# Excerpt:
***
The Washington Post
Wednesday, August 25, 1999, Page A17

Cooperate With Castro on Drugs

                  By Gillian Gunn Clissold

                  U.S. officials must complete by October a review of past Cuban
                  involvement in drug smuggling as requested by the White House in July.
                  Opponents of the administration's recent proposal to increase drug
                  interdiction cooperation with Cuba believe the review will show that the
                  Cuban authorities have winked at or assisted traffickers outright and
                  therefore are unreliable anti-narcotics partners. But even if the expectations
                  of these critics are fulfilled, the United States should move ahead with its
                  plans to cooperate. Whatever Castro's actions may have been in the past,
                  his interest in survival now coincides with President Clinton's interest in
                  stemming the flow of drugs across the Florida Straits.
***
# Exercises:
A: According to the article on drug cooperation with Cuba, by what month must U.S. officials complete the review of past Cuban involvement in drug smuggling?
B: Transcribe a passage from the article on drug cooperation with Cuba, beginning at the words "The Washington Post" and ending after the words "House in July.".

# Entries contained in a dataset:
***
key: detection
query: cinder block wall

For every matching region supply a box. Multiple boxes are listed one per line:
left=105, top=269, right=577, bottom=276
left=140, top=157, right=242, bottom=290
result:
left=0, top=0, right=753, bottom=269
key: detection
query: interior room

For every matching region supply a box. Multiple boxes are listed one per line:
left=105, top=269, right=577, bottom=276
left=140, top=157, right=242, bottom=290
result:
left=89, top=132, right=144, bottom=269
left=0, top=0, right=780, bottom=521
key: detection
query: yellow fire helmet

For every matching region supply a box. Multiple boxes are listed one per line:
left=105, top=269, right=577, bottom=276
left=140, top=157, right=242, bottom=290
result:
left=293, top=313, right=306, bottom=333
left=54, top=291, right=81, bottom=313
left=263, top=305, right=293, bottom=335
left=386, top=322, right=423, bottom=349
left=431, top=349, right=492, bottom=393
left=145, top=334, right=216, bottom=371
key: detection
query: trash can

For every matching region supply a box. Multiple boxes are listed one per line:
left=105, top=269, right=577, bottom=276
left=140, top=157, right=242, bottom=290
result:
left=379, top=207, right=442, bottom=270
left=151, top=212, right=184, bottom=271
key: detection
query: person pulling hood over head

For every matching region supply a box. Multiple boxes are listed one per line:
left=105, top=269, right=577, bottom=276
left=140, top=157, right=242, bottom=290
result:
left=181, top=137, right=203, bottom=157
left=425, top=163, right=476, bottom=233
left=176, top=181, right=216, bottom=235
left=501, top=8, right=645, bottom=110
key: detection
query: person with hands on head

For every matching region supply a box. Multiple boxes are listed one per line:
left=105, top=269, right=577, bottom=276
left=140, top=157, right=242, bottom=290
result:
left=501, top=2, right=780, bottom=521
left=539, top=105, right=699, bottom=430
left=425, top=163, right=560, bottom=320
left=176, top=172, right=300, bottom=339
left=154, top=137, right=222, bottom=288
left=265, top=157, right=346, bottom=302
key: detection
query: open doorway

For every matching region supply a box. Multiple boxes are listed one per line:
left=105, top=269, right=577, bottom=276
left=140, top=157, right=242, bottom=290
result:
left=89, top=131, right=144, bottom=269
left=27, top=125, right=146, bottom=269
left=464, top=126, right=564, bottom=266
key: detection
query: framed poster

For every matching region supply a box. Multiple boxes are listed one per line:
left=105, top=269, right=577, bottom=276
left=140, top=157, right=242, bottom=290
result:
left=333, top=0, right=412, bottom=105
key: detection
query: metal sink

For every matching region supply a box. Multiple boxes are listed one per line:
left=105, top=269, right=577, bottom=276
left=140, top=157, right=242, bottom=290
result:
***
# Problem solutions:
A: October

B:
The Washington Post
Wednesday, August 25, 1999, Page A17

Cooperate With Castro on Drugs

                  By Gillian Gunn Clissold

                  U.S. officials must complete by October a review of past Cuban
                  involvement in drug smuggling as requested by the White House in July.